**TASK BRIEF**
Even where a record seems odd, copy it exactly as it appears below.

**GIVEN DATA**
◆ ◆ ◆

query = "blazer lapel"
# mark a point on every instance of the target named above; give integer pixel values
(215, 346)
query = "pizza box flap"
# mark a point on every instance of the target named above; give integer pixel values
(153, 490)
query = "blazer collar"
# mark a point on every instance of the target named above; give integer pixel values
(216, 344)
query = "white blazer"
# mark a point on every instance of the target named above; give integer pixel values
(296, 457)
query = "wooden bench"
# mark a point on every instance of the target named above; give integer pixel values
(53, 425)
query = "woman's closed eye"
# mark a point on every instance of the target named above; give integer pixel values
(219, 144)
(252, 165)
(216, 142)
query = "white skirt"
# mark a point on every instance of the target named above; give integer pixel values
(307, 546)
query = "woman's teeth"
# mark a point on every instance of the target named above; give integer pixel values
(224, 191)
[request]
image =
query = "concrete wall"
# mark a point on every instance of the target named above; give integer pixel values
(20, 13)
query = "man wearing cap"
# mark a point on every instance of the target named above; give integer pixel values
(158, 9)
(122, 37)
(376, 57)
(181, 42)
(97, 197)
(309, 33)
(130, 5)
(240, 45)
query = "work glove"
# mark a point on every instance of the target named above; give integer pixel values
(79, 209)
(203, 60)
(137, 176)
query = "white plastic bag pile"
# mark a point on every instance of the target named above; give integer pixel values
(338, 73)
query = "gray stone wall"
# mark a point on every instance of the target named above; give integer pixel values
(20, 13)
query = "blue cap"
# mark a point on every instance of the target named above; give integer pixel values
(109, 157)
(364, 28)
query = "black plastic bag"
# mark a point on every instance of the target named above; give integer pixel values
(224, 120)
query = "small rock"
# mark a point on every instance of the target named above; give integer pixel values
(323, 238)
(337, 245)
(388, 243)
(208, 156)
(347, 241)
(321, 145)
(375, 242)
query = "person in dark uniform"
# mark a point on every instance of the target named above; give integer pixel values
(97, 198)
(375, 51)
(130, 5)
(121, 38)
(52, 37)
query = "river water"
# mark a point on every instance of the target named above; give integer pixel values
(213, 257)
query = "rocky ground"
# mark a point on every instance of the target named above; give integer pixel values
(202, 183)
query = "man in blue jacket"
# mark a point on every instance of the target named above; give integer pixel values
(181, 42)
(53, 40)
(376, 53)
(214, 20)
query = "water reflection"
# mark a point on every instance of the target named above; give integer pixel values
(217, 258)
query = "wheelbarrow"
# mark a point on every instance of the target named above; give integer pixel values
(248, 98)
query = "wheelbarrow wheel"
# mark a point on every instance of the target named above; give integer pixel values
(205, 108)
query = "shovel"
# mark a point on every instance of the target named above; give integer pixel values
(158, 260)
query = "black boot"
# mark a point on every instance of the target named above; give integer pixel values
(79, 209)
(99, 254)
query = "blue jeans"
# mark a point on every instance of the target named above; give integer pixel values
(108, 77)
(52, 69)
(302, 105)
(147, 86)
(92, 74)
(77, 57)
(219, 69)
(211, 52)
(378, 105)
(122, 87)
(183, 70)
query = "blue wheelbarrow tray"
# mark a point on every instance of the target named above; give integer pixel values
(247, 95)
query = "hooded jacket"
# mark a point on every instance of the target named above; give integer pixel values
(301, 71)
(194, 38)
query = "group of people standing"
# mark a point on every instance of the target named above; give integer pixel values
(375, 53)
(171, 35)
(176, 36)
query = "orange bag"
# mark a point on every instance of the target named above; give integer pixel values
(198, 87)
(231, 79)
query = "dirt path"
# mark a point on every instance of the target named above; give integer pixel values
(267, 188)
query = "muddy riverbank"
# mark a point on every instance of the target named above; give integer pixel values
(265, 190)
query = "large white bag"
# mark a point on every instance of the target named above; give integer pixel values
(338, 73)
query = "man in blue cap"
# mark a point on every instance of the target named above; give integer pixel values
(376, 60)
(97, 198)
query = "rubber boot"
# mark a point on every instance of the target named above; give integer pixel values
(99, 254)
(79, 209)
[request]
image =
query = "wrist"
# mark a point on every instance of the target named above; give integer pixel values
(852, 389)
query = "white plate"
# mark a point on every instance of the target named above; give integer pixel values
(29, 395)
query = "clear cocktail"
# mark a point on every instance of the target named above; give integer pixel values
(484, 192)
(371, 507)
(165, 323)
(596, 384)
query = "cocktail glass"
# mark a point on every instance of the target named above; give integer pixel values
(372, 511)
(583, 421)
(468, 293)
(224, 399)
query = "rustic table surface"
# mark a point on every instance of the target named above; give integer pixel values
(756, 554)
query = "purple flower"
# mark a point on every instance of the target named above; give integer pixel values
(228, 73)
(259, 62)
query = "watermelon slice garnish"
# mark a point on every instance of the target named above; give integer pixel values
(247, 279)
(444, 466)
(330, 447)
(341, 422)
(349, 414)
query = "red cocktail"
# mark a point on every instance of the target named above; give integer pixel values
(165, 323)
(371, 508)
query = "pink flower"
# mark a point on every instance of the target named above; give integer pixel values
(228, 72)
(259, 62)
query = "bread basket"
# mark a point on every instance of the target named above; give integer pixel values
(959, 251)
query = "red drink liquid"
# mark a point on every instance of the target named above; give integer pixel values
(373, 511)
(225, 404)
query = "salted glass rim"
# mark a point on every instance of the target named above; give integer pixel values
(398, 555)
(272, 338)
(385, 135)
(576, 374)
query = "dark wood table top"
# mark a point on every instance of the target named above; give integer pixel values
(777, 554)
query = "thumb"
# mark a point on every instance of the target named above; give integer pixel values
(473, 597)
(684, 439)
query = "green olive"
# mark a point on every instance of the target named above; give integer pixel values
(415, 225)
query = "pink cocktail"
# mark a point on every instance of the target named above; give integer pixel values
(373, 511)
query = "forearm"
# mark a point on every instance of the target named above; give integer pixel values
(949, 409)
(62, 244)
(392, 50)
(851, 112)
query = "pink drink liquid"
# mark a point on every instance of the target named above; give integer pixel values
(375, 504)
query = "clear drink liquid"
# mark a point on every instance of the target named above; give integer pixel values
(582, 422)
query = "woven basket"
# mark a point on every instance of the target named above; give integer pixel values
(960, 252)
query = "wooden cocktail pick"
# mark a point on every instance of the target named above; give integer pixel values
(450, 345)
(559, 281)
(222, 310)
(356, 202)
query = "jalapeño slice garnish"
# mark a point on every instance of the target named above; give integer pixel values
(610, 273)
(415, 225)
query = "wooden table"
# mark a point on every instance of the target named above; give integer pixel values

◆ ◆ ◆

**RESULT FOR THIS EXERCISE**
query = "blazer lapel"
# mark a point on every instance of the target named above; give integer pixel values
(215, 346)
query = "pizza box flap"
# mark a point on every instance of the target named above; give integer pixel values
(153, 490)
query = "blazer collar"
# mark a point on every instance of the target named above; give integer pixel values
(216, 344)
query = "white blazer"
# mark a point on every instance of the target named above; give integer pixel values
(296, 457)
query = "wooden bench"
# mark a point on every instance of the target named above; give integer pixel values
(53, 425)
query = "woman's closed eye"
# mark a point on every instance of the target named above; give integer pixel values
(219, 144)
(252, 165)
(216, 142)
query = "white skirt"
# mark a point on every instance of the target named above; give integer pixel values
(307, 546)
query = "woman's teeth"
# mark a point on every instance of the target named above; give integer pixel values
(224, 191)
[request]
image =
query = "concrete wall"
# mark a point on every instance of the target named above; give integer pixel values
(20, 13)
query = "man wearing cap"
# mark a point on every instance of the target named above; give integer pixel values
(158, 9)
(122, 37)
(376, 57)
(181, 42)
(97, 197)
(309, 33)
(130, 5)
(240, 45)
query = "work glove"
# mark a point on every instance of the target named above; give integer pixel values
(79, 209)
(203, 60)
(137, 176)
query = "white plastic bag pile"
# mark a point on every instance of the target named above; give integer pixel values
(338, 73)
query = "gray stone wall"
# mark a point on every instance of the target named above; give integer pixel values
(20, 13)
query = "blue cap"
# mark a point on every instance of the target named above; give integer pixel values
(109, 157)
(364, 28)
query = "black plastic bag"
# mark a point on every instance of the target named above; give integer pixel values
(224, 120)
query = "small rock"
# mark a point on every instance of the target named above; give integer pixel values
(323, 238)
(337, 245)
(388, 243)
(208, 156)
(347, 241)
(321, 145)
(375, 242)
query = "person in dark uniform"
# mark a point on every instance of the target named above; give integer pixel values
(97, 198)
(375, 51)
(130, 5)
(121, 38)
(52, 37)
query = "river water"
# mark a point on every instance of the target named above; give integer pixel values
(213, 257)
query = "rocky ground"
# mark a point on every instance of the target named above; give integer pixel values
(202, 183)
query = "man in blue jacket"
# mark a point on every instance of the target named above; give integer pixel values
(181, 42)
(53, 40)
(376, 53)
(214, 20)
query = "water reflection"
# mark a point on every instance of the target named above; give integer pixel values
(217, 258)
query = "wheelbarrow"
# mark a point on every instance of the target named above; give integer pixel values
(248, 98)
query = "wheelbarrow wheel"
# mark a point on every instance of the target named above; give integer pixel values
(205, 108)
query = "shovel"
# mark a point on every instance of the target named above; give integer pixel values
(158, 260)
query = "black boot"
# mark a point on every instance of the target named above; give integer pixel values
(79, 209)
(99, 254)
query = "blue jeans"
# mark a point on every instance of the target named above; give integer pixel values
(108, 77)
(52, 69)
(302, 105)
(147, 86)
(92, 74)
(77, 57)
(219, 69)
(211, 52)
(378, 105)
(122, 87)
(183, 70)
query = "blue wheelbarrow tray"
# mark a point on every instance of the target named above; give integer pixel values
(247, 95)
query = "hooded jacket"
# mark a point on every instance of the target named above; give integer pixel values
(301, 71)
(194, 38)
query = "group of people standing"
# mark a point on every instance of the target named above; give integer pixel values
(375, 53)
(171, 35)
(176, 36)
query = "orange bag"
# mark a point on every instance of the target named above; give integer pixel values
(198, 87)
(231, 79)
query = "dirt path"
# mark a point on every instance of the target named above; give integer pixel values
(267, 188)
query = "muddy riverbank"
# mark a point on every instance of the target named above; give integer pixel values
(265, 190)
query = "large white bag"
# mark a point on every instance of the target named above; give integer pixel values
(338, 73)
query = "man in blue cap"
# mark a point on every instance of the target named above; give integer pixel values
(376, 60)
(97, 198)
query = "rubber boot"
# mark a point on every instance of the target named above; give integer pixel values
(99, 254)
(79, 209)
[request]
image =
query = "wrist"
# mark a point on every instance of the target named above; give integer pixel values
(852, 389)
query = "white plate"
# mark a point on every instance of the target named above; give integer pixel values
(29, 395)
query = "clear cocktail"
# mark a point on every instance of the target named above; give integer pixel values
(484, 192)
(371, 507)
(165, 323)
(596, 384)
query = "cocktail glass"
# mark a point on every instance of the target named above; give integer pixel values
(372, 511)
(583, 421)
(468, 293)
(224, 399)
query = "rustic table surface"
# mark a point on every instance of the target named above; give integer pixel values
(756, 554)
query = "purple flower"
# mark a point on every instance of the target named above; give integer pixel values
(228, 73)
(259, 62)
query = "watermelon slice garnish"
# mark a point on every instance of the target named above; give integer pixel values
(247, 279)
(444, 466)
(330, 447)
(341, 422)
(349, 414)
query = "red cocktail"
# mark a point on every instance of the target named above; give integer pixel values
(165, 323)
(371, 508)
query = "pink flower"
# mark a point on every instance of the target named above; give integer pixel values
(228, 72)
(259, 62)
query = "bread basket"
# mark a point on every instance of the target named above; give integer pixel values
(959, 251)
query = "red drink liquid"
# mark a point on every instance of the target named above; give integer pixel values
(373, 511)
(225, 404)
query = "salted glass rim"
# mark a point on every instance of the target named above; give integer pixel values
(398, 555)
(272, 338)
(385, 135)
(576, 374)
query = "dark wood table top"
# mark a point on every instance of the target named above; give integer pixel values
(777, 554)
query = "thumb"
# mark a point on every instance of the target named above; give integer pixel values
(473, 597)
(684, 439)
query = "green olive"
# mark a point on every instance of the target named above; give integer pixel values
(415, 225)
query = "pink cocktail"
# mark a point on every instance of the target named above; give integer pixel values
(373, 511)
query = "forearm"
# mark a point on every instance of the target named above; give integer pixel values
(949, 409)
(62, 244)
(392, 50)
(851, 112)
query = "pink drink liquid"
# mark a point on every instance of the target named above; give integer pixel values
(375, 504)
query = "clear drink liquid"
# mark a point on every instance of the target named above; give integer pixel values
(582, 422)
query = "woven basket"
# mark a point on every instance of the target named above; give integer pixel values
(960, 252)
query = "wooden cocktail pick"
# mark a point on every instance of the target named above; give integer pixel values
(450, 345)
(559, 281)
(222, 310)
(356, 202)
query = "jalapeño slice garnish"
# mark a point on every instance of the target named above; give integer pixel values
(610, 273)
(415, 225)
query = "wooden table"
# mark a point on every instance of the target named above; give integer pixel values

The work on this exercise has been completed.